**What is required:**
Even where a line looks wrong, copy it exactly and include every entry.

Extracted data entries
_ _ _ _
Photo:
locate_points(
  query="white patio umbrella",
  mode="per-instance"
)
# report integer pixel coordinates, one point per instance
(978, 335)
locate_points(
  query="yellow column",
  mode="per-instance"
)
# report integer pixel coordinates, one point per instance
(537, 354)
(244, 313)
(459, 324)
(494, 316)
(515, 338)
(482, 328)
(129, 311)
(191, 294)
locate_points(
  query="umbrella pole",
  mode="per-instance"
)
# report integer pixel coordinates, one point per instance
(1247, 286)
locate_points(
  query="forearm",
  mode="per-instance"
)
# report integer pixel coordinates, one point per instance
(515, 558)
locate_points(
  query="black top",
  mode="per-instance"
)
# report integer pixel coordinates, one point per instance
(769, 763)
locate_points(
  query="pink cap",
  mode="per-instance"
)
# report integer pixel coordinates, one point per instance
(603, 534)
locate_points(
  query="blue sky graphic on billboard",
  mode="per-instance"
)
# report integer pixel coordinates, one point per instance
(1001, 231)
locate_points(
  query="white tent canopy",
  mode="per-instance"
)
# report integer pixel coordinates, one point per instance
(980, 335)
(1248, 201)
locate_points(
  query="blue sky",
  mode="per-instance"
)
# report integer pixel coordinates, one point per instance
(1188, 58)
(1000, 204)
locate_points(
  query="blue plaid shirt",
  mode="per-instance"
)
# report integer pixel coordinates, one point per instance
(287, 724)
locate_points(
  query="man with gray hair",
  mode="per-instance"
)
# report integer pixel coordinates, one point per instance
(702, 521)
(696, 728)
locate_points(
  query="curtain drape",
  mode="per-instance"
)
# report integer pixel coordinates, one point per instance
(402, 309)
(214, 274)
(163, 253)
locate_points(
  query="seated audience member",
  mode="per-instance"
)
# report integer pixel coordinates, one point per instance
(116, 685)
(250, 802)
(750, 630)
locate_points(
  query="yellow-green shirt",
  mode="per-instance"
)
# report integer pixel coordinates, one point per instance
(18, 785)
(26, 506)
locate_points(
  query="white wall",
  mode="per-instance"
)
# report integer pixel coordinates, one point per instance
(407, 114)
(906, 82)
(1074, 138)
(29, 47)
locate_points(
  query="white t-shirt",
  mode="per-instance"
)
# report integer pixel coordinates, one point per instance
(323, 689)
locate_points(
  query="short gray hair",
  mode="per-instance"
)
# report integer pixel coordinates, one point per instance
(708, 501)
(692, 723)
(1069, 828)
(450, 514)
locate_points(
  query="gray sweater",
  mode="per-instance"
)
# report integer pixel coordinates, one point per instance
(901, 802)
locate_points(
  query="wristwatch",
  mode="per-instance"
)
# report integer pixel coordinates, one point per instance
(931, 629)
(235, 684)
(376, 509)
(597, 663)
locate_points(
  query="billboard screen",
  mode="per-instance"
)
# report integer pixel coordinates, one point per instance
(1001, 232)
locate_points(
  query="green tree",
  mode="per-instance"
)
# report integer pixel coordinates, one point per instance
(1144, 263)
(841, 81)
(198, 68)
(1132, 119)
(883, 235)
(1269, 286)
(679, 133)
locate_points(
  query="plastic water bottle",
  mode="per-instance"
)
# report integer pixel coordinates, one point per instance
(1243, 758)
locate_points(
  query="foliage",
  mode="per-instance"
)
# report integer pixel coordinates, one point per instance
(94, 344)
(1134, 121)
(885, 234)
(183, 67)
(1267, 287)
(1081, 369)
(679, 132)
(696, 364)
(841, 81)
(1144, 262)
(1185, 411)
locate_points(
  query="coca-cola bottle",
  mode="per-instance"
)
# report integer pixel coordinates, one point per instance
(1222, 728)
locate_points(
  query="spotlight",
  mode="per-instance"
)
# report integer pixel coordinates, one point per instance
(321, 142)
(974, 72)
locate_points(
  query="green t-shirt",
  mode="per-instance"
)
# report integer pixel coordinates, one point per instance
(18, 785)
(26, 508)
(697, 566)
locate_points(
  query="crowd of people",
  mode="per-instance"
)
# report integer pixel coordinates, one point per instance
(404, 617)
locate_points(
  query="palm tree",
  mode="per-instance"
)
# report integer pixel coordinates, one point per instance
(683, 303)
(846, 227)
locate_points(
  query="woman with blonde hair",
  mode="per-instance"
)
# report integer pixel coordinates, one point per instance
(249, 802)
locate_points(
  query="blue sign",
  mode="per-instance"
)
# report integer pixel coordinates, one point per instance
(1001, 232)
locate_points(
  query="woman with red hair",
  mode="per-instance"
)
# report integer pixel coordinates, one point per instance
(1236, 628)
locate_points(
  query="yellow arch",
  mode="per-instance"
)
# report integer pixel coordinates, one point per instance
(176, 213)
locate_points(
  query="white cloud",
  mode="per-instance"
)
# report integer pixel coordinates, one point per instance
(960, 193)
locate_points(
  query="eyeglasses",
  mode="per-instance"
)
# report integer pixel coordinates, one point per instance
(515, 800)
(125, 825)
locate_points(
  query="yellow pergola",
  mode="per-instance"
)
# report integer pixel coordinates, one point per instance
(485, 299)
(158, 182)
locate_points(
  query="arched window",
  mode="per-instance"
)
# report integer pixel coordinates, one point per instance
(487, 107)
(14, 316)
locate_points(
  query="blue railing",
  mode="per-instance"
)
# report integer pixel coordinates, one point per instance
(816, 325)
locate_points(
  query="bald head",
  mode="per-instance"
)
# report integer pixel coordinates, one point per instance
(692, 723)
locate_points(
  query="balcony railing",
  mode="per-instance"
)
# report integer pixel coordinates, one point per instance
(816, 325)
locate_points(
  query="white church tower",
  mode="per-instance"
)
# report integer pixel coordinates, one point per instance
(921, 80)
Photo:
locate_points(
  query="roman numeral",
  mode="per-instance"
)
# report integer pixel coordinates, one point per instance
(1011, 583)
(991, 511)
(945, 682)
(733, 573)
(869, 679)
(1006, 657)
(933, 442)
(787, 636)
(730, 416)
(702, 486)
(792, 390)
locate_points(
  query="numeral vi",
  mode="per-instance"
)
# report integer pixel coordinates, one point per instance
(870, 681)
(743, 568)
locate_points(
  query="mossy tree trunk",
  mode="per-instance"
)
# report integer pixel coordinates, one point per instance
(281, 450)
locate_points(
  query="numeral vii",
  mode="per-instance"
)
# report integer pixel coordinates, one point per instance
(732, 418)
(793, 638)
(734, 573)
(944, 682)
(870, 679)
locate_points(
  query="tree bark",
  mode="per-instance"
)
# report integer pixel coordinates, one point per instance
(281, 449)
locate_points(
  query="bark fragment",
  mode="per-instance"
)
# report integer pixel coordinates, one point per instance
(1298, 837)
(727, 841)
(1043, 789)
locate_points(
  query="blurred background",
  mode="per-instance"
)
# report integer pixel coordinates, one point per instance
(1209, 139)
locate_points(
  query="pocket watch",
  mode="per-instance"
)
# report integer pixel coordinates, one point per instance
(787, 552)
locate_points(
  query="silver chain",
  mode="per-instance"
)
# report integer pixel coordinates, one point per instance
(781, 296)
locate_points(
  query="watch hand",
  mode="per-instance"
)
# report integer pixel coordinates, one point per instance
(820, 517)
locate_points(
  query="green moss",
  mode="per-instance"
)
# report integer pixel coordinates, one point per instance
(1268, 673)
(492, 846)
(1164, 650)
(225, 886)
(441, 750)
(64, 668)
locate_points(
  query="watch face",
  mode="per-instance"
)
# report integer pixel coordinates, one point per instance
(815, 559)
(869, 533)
_ _ _ _
**The answer:**
Photo:
locate_points(
  query="white patio umbrella",
  mode="per-instance"
)
# report integer pixel coordinates, one point per instance
(978, 335)
locate_points(
  query="yellow column",
  mode="per-instance"
)
# report integer pixel coordinates, one point per instance
(537, 354)
(244, 313)
(459, 324)
(494, 316)
(515, 338)
(482, 328)
(129, 311)
(191, 294)
locate_points(
  query="umbrella pole",
  mode="per-instance"
)
# report integer pixel coordinates, one point per instance
(1247, 286)
locate_points(
  query="forearm",
  mode="per-instance"
)
# report integer pixel coordinates, one point per instance
(515, 558)
locate_points(
  query="black top",
  mode="per-instance"
)
# report integer pixel coordinates, one point per instance
(769, 763)
locate_points(
  query="pink cap",
  mode="per-instance"
)
# report integer pixel coordinates, one point per instance
(603, 534)
locate_points(
  query="blue sky graphic on billboard",
  mode="per-instance"
)
# report integer pixel coordinates, one point per instance
(1001, 231)
locate_points(
  query="white tent canopy",
  mode="per-instance"
)
# report integer pixel coordinates, one point per instance
(980, 335)
(1248, 201)
locate_points(
  query="blue sky",
  mode="per-instance"
)
# report integer pixel coordinates, one point per instance
(1188, 58)
(1000, 204)
locate_points(
  query="blue plaid shirt",
  mode="per-instance"
)
# report integer pixel coordinates, one point per instance
(287, 724)
locate_points(
  query="man with gray hair",
  mode="per-instance"
)
# report integer pixel coordinates, one point per instance
(702, 521)
(696, 728)
locate_points(
  query="curtain drape",
  mode="per-instance"
)
# report integer pixel coordinates, one point per instance
(402, 309)
(214, 274)
(163, 253)
locate_points(
  query="seated audience member",
  mode="per-instance"
)
# report integer pixel coordinates, one point per instance
(116, 685)
(250, 802)
(750, 630)
locate_points(
  query="yellow-green shirt",
  mode="per-instance"
)
# report integer pixel coordinates, one point per instance
(18, 785)
(26, 506)
locate_points(
  query="white wall",
  mode="per-instance"
)
# report integer pixel coordinates, one point per instance
(407, 114)
(906, 82)
(1074, 138)
(29, 47)
locate_points(
  query="white t-shirt",
  mode="per-instance"
)
# report integer pixel coordinates, one point per instance
(323, 689)
locate_points(
  query="short gray hair",
  mode="per-instance"
)
# report integer pixel coordinates, one point per instance
(708, 501)
(692, 723)
(1069, 828)
(450, 514)
locate_points(
  query="gray sweater",
  mode="per-instance"
)
# report integer pixel coordinates, one point per instance
(901, 802)
locate_points(
  query="wristwatch",
  mode="per-instance"
)
# report integer pixel coordinates, one point per instance
(931, 629)
(235, 684)
(376, 509)
(597, 663)
locate_points(
  query="billboard screen",
  mode="per-instance"
)
# report integer pixel coordinates, one point per instance
(1001, 232)
locate_points(
  query="green tree",
  mode="per-instance"
)
# report integer pixel coordinates, one point per instance
(1144, 263)
(841, 81)
(198, 68)
(1132, 119)
(883, 235)
(1269, 286)
(679, 133)
locate_points(
  query="plastic water bottle",
  mode="per-instance"
)
# report integer pixel coordinates, one point per instance
(1243, 758)
locate_points(
  query="foliage",
  mode="per-instance"
)
# report integer pixel coordinates, one point per instance
(94, 344)
(1134, 121)
(885, 234)
(183, 67)
(1267, 287)
(1081, 369)
(679, 132)
(696, 364)
(841, 81)
(1144, 262)
(1185, 411)
locate_points(
  query="coca-cola bottle",
  mode="per-instance"
)
# report integer pixel coordinates, one point per instance
(1222, 728)
locate_points(
  query="spotlight",
  mode="per-instance"
)
# report integer pixel coordinates, one point per instance
(321, 142)
(974, 72)
locate_points(
  query="green t-shirt",
  mode="per-instance"
)
# report integer pixel coordinates, one point per instance
(18, 785)
(26, 508)
(697, 566)
locate_points(
  query="crowd of people",
  mode="per-instance"
)
# report integer pixel coordinates, one point per instance
(404, 617)
locate_points(
  query="palm tree",
  mode="per-instance"
)
# report integer pixel coordinates, one point per instance
(683, 303)
(846, 227)
locate_points(
  query="woman with blonde hair",
  mode="per-instance"
)
# report integer pixel coordinates, one point per instance
(249, 802)
locate_points(
  query="blue sign",
  mode="per-instance"
)
# report integer pixel coordinates, one point per instance
(1001, 232)
locate_points(
  query="woman with red hair",
  mode="per-instance"
)
# report integer pixel coordinates, one point per instance
(1236, 628)
locate_points(
  query="yellow arch",
  mode="per-instance"
)
# report integer pixel coordinates, one point per instance
(176, 213)
locate_points(
  query="white cloud",
  mode="per-instance"
)
# report integer pixel coordinates, one point per instance
(960, 193)
locate_points(
  query="eyeglasses",
  mode="per-instance"
)
# report integer pixel coordinates, one point per instance
(515, 800)
(125, 825)
locate_points(
  query="yellow pergola",
  mode="per-instance"
)
# report integer pixel coordinates, one point per instance
(485, 299)
(158, 182)
locate_points(
  query="arched window",
  mode="per-instance"
)
# report integer pixel coordinates, one point per instance
(487, 107)
(14, 316)
locate_points(
  query="blue railing",
  mode="per-instance"
)
# report integer pixel coordinates, one point per instance
(816, 325)
locate_points(
  query="bald head",
  mode="per-instance"
)
# report integer pixel coordinates, one point per instance
(692, 723)
locate_points(
  query="balcony railing",
  mode="per-instance"
)
# report integer pixel coordinates, one point per instance
(816, 325)
locate_points(
  query="white church tower",
  mode="per-instance"
)
# report integer pixel coordinates, one point per instance
(921, 80)
Photo:
locate_points(
  query="roman numeral",
  mode="per-instance"
)
# report integer pixel coordinates, one point per instance
(1011, 583)
(991, 511)
(945, 682)
(733, 573)
(869, 679)
(1006, 657)
(933, 442)
(787, 636)
(730, 416)
(702, 486)
(792, 390)
locate_points(
  query="numeral vi",
  mode="per-instance"
)
# report integer pixel coordinates, one point per instance
(870, 681)
(743, 568)
locate_points(
  query="mossy tree trunk",
  mode="per-instance"
)
# report integer pixel coordinates, one point per instance
(281, 450)
locate_points(
  query="numeral vii",
  mode="per-instance"
)
# report integer pixel coordinates, one point per instance
(732, 418)
(793, 638)
(734, 573)
(944, 682)
(870, 679)
locate_points(
  query="tree bark",
  mode="per-instance"
)
# report integer pixel coordinates, one point per instance
(281, 449)
locate_points(
  query="bark fragment",
  mode="per-instance"
)
# report integer pixel coordinates, one point per instance
(1298, 837)
(727, 841)
(1043, 789)
locate_points(
  query="blurred background",
  mode="per-instance"
)
# report integer pixel coordinates, one point per instance
(1209, 139)
locate_points(
  query="pocket watch",
  mode="per-instance"
)
# report integer pixel coordinates, one point per instance
(787, 552)
locate_points(
  query="silver chain",
  mode="per-instance"
)
# report integer pixel coordinates, one point per instance
(781, 296)
locate_points(
  query="watch hand",
  mode="per-instance"
)
# report integer pixel coordinates, one point per instance
(820, 517)
locate_points(
  query="green moss",
  mode="per-instance"
)
# report integer pixel coordinates, one point per instance
(1268, 673)
(492, 846)
(1164, 650)
(225, 886)
(441, 750)
(64, 668)
locate_points(
  query="watch face",
  mode="per-instance"
)
# report integer pixel coordinates, one point per instance
(815, 559)
(869, 533)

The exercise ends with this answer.